Output every entry exactly as written.

[DATA FOR REVIEW Boundary: Start]

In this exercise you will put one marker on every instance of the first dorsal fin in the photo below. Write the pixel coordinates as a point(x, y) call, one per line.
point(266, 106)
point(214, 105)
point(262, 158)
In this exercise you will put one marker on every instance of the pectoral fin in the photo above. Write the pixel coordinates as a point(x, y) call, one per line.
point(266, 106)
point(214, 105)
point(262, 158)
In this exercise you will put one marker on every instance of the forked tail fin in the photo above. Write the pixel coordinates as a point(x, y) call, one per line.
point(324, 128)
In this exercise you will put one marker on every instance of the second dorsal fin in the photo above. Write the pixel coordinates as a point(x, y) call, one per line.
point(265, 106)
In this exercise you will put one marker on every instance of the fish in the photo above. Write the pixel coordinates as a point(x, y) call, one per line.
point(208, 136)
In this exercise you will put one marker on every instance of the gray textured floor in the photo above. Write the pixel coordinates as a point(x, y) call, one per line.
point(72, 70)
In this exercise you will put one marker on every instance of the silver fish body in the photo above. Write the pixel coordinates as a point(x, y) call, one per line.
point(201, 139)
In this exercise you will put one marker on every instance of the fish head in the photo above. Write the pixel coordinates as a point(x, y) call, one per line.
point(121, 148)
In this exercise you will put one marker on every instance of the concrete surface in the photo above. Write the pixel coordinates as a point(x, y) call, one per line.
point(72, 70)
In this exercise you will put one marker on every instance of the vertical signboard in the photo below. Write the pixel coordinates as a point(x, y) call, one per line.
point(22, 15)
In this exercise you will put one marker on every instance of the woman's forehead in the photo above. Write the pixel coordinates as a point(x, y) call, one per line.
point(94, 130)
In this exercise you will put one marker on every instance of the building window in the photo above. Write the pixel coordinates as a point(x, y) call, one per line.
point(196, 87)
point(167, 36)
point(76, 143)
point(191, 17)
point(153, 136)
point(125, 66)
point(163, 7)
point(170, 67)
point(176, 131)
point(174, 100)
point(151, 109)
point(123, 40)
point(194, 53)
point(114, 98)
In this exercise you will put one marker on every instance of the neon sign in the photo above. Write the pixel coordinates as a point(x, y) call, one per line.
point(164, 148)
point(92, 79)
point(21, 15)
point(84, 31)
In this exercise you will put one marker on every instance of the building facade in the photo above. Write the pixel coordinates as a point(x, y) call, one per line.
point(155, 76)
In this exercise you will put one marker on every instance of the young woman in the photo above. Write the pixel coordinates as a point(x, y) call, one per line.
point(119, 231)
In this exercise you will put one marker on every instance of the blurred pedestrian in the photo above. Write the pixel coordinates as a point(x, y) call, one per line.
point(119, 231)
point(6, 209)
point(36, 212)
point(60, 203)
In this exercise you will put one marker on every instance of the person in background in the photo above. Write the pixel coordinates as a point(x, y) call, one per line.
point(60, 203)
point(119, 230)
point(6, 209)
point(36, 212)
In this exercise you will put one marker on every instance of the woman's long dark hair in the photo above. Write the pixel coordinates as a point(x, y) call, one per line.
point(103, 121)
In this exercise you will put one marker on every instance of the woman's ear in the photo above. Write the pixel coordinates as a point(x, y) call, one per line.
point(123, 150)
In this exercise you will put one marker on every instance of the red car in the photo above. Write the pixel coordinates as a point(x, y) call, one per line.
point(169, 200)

[DATA FOR REVIEW Boundary: End]

**RESULT FOR THIS EXERCISE:**
In this exercise you will put one marker on every instance of the first dorsal fin in the photo below. Write the pixel coordinates as a point(x, y) call, one per line.
point(266, 106)
point(214, 105)
point(262, 158)
In this exercise you will put one marker on every instance of the pectoral fin in the photo above. Write the pixel coordinates as a point(x, y) call, one per line.
point(266, 106)
point(214, 105)
point(262, 158)
In this exercise you will put one marker on every instance of the forked tail fin in the photo above. Write the pixel coordinates as a point(x, y) call, one per line.
point(324, 128)
In this exercise you will put one marker on every instance of the second dorsal fin in the photo above. Write the pixel coordinates as a point(x, y) call, one per line.
point(265, 106)
In this exercise you will put one marker on every instance of the fish in the photo above. Write the pixel coordinates as a point(x, y) call, one per line.
point(208, 136)
In this exercise you will put one marker on every instance of the gray textured floor in the photo above. Write the pixel coordinates as a point(x, y) call, one per line.
point(72, 70)
In this exercise you will put one marker on every instance of the silver fish body in the photo above. Write the pixel coordinates as a point(x, y) call, one per line.
point(201, 139)
In this exercise you will put one marker on every instance of the fish head in the photo above. Write the pixel coordinates as a point(x, y) call, one per line.
point(121, 148)
In this exercise you will put one marker on every instance of the concrete surface in the photo above. Write the pixel coordinates as a point(x, y) call, one per line.
point(72, 70)
In this exercise you will put one marker on every instance of the vertical signboard in the photo below. Write the pixel coordinates as a point(x, y) call, one per line.
point(22, 15)
In this exercise you will put one marker on every instance of the woman's forehead in the photo above. Write the pixel coordinates as a point(x, y) call, one per line.
point(94, 130)
In this exercise you will put one marker on every instance of the building window in the photo above. Write the pixel coordinates as a point(x, y) call, one per line.
point(196, 87)
point(167, 36)
point(76, 143)
point(191, 17)
point(153, 136)
point(125, 66)
point(163, 7)
point(170, 67)
point(176, 131)
point(174, 100)
point(151, 109)
point(123, 40)
point(194, 53)
point(114, 98)
In this exercise you will put one marker on every instance of the neon sign in the photo above. Write the pixel coordinates as a point(x, y) call, one per line.
point(164, 148)
point(92, 79)
point(21, 15)
point(84, 31)
In this exercise you will put one marker on every instance of the building facade in the photo above. Write the pixel coordinates as a point(x, y) call, one per line.
point(155, 76)
In this exercise you will put one marker on every instance of the young woman in the photo above. Write the pixel coordinates as a point(x, y) call, one per line.
point(119, 231)
In this exercise you will put one marker on every instance of the blurred pedestrian in the photo above. Write the pixel coordinates as a point(x, y) call, one per line.
point(119, 231)
point(6, 209)
point(36, 212)
point(60, 203)
In this exercise you will put one marker on every instance of the person in background in the photo above. Write the pixel coordinates as a point(x, y) call, one per line.
point(60, 203)
point(119, 230)
point(6, 209)
point(36, 212)
In this exercise you will put one marker on every instance of the woman's long dark hair in the photo above. Write the pixel coordinates as a point(x, y) call, one per line.
point(103, 121)
In this exercise you will put one marker on every instance of the woman's ear in the photo above. Write the pixel coordinates as a point(x, y) call, one per line.
point(123, 150)
In this exercise you will put one marker on every instance of the red car in the photo above. Write the pixel coordinates as a point(x, y) call, one per line.
point(169, 200)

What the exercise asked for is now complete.